*Work to do*:
Gather every line of the entries below that contains the word "Objective", copying each line in full. Case counts.

--- begin Records shown ---

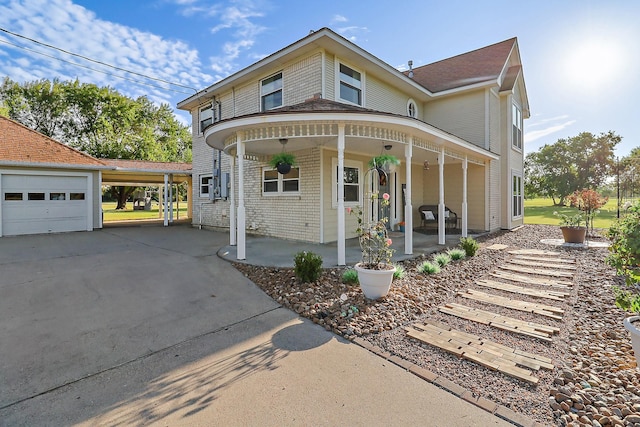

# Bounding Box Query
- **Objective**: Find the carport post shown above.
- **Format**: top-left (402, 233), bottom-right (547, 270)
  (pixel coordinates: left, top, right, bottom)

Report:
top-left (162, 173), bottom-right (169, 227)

--- end Records shown ---
--- begin Records shown ---

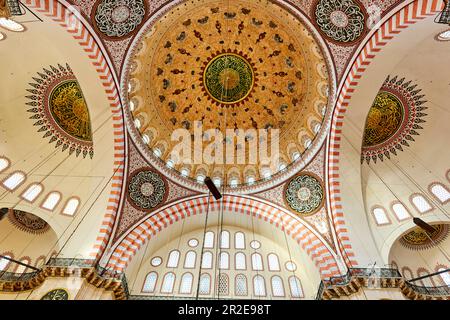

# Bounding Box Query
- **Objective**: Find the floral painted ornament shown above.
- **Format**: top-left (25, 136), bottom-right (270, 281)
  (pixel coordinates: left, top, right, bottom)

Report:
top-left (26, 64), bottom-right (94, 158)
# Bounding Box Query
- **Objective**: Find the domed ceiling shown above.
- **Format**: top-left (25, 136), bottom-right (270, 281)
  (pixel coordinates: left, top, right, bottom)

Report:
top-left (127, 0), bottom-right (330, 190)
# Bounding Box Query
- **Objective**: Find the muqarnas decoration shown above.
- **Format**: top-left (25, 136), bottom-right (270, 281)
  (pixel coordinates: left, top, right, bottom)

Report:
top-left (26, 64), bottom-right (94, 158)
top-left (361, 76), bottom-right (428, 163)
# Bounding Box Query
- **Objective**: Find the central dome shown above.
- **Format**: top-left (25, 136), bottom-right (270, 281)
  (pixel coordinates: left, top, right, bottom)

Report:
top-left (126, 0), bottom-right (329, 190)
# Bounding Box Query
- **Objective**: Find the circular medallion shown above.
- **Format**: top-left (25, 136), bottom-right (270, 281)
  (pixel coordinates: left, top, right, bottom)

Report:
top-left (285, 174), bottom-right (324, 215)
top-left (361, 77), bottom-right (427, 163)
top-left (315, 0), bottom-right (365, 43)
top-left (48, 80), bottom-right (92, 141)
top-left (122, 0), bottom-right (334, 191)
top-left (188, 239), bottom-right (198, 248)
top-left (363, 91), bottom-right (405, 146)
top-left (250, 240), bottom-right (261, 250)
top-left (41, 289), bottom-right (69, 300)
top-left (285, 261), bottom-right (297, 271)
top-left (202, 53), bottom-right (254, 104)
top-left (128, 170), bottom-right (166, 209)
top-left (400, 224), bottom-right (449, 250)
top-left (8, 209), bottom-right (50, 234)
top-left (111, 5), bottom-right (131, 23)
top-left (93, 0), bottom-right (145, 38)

--- end Records shown ---

*Answer below*:
- **Objective**: Find the carport post shown above.
- **Objective**: Find the floral painted ornament shown above.
- **Objective**: Find the domed ceiling shown above.
- **Objective**: Find the muqarnas decoration shown above.
- **Objective**: Find the central dome shown above.
- **Objective**: Find the circular medallion shown above.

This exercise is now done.